-- start of TEXT SHOWN --

# DIY Hooter shooter plans? Anyone?



## ss315 (Apr 22, 2015)

Anyone have design plans they are wiling to share?


Sent from my iPhone using Tapatalk


----------



## aread (Dec 25, 2009)

Here is a pretty long thread with lots of ideas:

http://www.archerytalk.com/vb/showthread.php?t=1357120&highlight=shooter

Hope this helps,
Allen


----------



## ss315 (Apr 22, 2015)

aread said:


> Here is a pretty long thread with lots of ideas:
> 
> http://www.archerytalk.com/vb/showthread.php?t=1357120&highlight=shooter
> 
> ...


Definetly have gone through that thread several times. 

Thanks


Sent from my iPhone using Tapatalk


----------



## WIHoyt (Nov 22, 2004)

8020 extrusion and use you imagination. you will need a linear slide that slides back and forth on the 8020 extrusion. Just to ease the confussion 15 series is big enough to draw a bow on.


----------



## Stab 'em (Dec 26, 2008)

Here's a real simple and highly functional unit I built a while ago. You use your peep and sight to acquire the target and then fire the trigger with a steady light pull. Aside from paying to have the aluminium welded I made it with hand tools and a drill press.

http://www.archerytalk.com/vb/showthread.php?t=1162131


----------



## ss315 (Apr 22, 2015)

Man the more I watch actual hooter shooter videos I really want to buy one haha


Sent from my iPhone using Tapatalk


----------



## bigHUN (Feb 5, 2006)

*my shooting machine*

I had the original hootershooter years ago but sold it once I've learned things around. Sold it with in mind I will once built my own machine.
I started designing my version last winter but once the project started moving I gave up wasting my time with the CAD and all gone just simple improvising until I ended up with my liking...I've built a portable machine I can take to my Field course, it is for my very precise tuning @ 80 yard.


----------



## Outsider (Aug 16, 2011)

bigHun that winch looks familiar. How is it holding so far? I might have a shaft that will work better with it.


----------



## ss315 (Apr 22, 2015)

-- end of TEXT SHOWN --

**YOUR OBJECTIVE**
List every distinct username that heads a post in the hooter shooter forum thread, once each, in the order each first appears.

-- start of DATASET ENTRIES --

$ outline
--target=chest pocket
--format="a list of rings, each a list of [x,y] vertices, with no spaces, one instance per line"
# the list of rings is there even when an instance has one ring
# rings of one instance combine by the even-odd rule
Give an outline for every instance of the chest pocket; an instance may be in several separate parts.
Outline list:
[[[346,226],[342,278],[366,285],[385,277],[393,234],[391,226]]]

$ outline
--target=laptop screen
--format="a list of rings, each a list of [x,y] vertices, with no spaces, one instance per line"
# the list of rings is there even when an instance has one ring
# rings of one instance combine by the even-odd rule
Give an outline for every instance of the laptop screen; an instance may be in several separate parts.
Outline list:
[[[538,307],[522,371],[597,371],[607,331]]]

-- end of DATASET ENTRIES --

**SOLUTION FOR THIS EXERCISE**
ss315
aread
WIHoyt
Stab 'em
bigHUN
Outsider